[Start]
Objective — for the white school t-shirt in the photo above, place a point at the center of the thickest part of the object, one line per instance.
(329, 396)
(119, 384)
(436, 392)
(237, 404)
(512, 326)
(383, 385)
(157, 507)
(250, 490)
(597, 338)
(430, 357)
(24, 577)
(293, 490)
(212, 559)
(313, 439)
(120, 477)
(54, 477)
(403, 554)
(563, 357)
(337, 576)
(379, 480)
[End]
## Stated goal
Would you give the material above again, complete and exact?

## Solved problem
Objective — for the white school t-shirt in the photo above, place a point at the center of the thickest part of the object, one line per instance.
(329, 396)
(119, 384)
(436, 392)
(237, 404)
(512, 326)
(383, 385)
(157, 507)
(250, 490)
(597, 338)
(430, 357)
(24, 577)
(293, 490)
(212, 559)
(313, 439)
(120, 477)
(54, 477)
(403, 554)
(563, 357)
(337, 576)
(379, 480)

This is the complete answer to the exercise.